ACTIVITY: Repeat the entire listing exactly. Omit all pictures.

::::

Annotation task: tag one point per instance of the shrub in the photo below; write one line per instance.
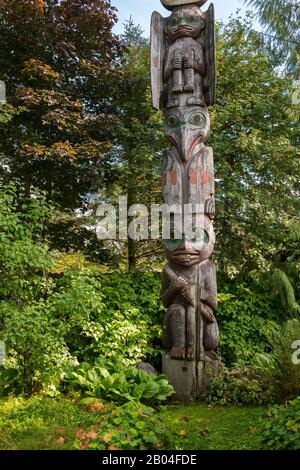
(282, 431)
(131, 427)
(277, 365)
(114, 381)
(36, 344)
(241, 385)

::::

ANSWER SPACE:
Annotation task: tag one point per instance of the shrub in the photo below; write one line per instance.
(282, 431)
(131, 427)
(277, 365)
(114, 381)
(36, 344)
(241, 385)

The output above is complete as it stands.